§ **What you have to do**
Lines to restate from the data below: from the one containing "Wildlife-survey input: mark every instance of the front tire" to the one containing "Wildlife-survey input: mark every instance of the windshield", both included. Give them again exactly, and only them.

§ **Records for the exercise**
§

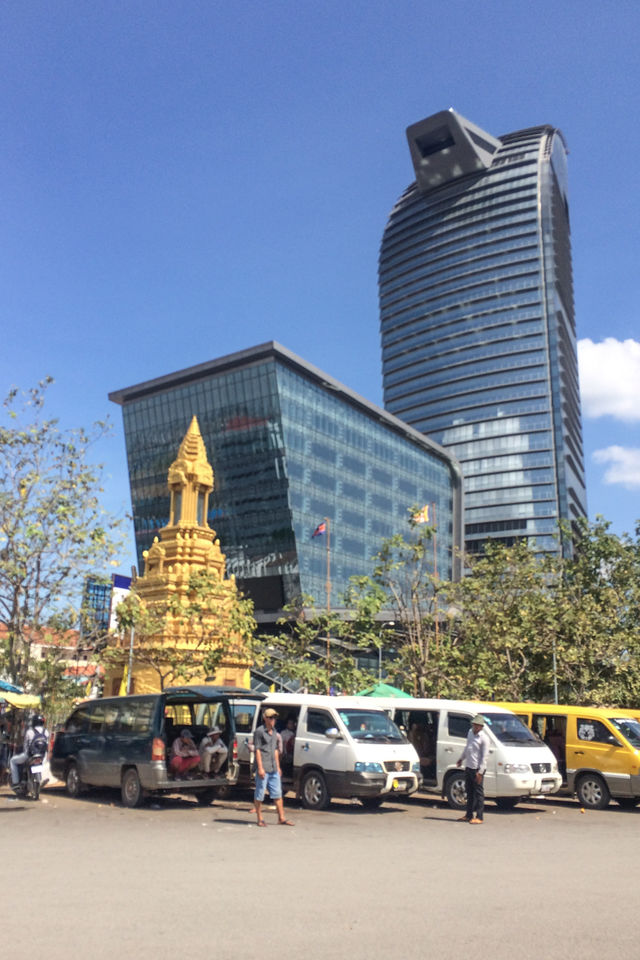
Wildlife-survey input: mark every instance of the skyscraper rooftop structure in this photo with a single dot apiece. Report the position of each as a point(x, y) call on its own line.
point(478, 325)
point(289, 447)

§

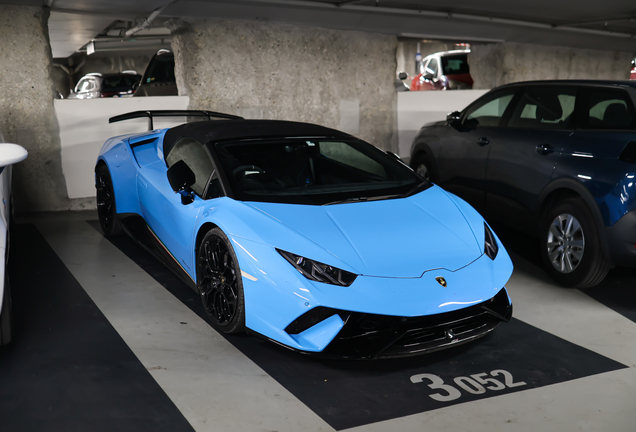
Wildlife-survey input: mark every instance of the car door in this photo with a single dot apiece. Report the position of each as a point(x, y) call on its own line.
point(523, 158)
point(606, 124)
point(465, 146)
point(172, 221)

§

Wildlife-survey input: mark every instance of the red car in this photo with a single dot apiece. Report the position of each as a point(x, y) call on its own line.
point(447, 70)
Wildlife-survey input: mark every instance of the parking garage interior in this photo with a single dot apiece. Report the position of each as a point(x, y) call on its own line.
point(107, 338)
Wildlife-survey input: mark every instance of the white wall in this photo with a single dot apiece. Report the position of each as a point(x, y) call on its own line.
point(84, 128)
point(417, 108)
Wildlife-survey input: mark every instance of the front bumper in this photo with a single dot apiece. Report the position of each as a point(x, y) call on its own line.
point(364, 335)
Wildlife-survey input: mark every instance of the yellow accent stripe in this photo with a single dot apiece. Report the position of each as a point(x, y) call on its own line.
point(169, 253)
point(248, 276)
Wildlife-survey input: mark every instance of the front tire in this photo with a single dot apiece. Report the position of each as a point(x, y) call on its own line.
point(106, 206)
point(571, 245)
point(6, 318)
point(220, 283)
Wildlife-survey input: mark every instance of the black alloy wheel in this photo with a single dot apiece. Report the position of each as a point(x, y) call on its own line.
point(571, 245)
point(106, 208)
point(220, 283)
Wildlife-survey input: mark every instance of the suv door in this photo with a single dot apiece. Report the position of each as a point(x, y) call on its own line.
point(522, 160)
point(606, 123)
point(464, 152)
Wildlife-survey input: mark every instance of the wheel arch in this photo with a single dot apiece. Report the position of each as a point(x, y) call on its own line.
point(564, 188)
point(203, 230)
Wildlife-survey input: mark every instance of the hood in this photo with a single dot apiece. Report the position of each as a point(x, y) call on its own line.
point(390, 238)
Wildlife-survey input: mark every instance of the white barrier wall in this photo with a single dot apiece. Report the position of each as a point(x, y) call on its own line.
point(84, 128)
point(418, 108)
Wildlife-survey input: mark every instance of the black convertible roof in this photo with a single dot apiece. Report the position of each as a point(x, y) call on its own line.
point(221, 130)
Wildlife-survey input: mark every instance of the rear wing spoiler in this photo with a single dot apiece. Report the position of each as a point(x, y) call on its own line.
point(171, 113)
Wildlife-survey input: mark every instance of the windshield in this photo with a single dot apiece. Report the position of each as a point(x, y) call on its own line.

§

§ **Expected answer**
Wildlife-survey input: mark every instance of the front tire in this photo with a single dot apiece. Report the position of each as a point(x, y) call on its own line.
point(106, 206)
point(571, 245)
point(6, 318)
point(220, 283)
Wildlife-survey input: mark every instance of the black alloy wheel in this photo with a single dot apiece. Report the position of each as a point(x, y) call on its own line.
point(571, 245)
point(106, 208)
point(220, 283)
Wildlife-survey input: mark every instance of the suv door in this photo with a single dot apiece. Report the position of each as a point(x, y) call on its own line.
point(522, 160)
point(606, 123)
point(464, 152)
Wildlife-survey input: mark every instance of the wheel arch in this photo with a single dot apiece. Report the position of each as a point(x, y) call on its own line.
point(564, 188)
point(203, 230)
Wildlife-survey input: mark every instance of the hood in this photo with a single dot apiece. Report the position of each as a point(x, y) call on its own line.
point(390, 238)
Wildlife-survey input: mark every instance of the white barrier wall in this photo with a single dot apiece. Report the position of each as a point(x, y) call on its own line.
point(84, 128)
point(418, 108)
Wildlife-survey input: mark every instance of the black convertible roof in this photo with a single dot apiece. Report the position of each as a point(x, y) call on its own line.
point(221, 130)
Wildlife-survey input: mark every instance of the rear wing spoiler in this photo with a single dot apiece. Report the position of each as a point(x, y) call on its own line.
point(171, 113)
Wildlife-survey input: mark every instance of the windshield in this photo with a single dot apiece. Report the position of each as a point(x, y) call on its own line.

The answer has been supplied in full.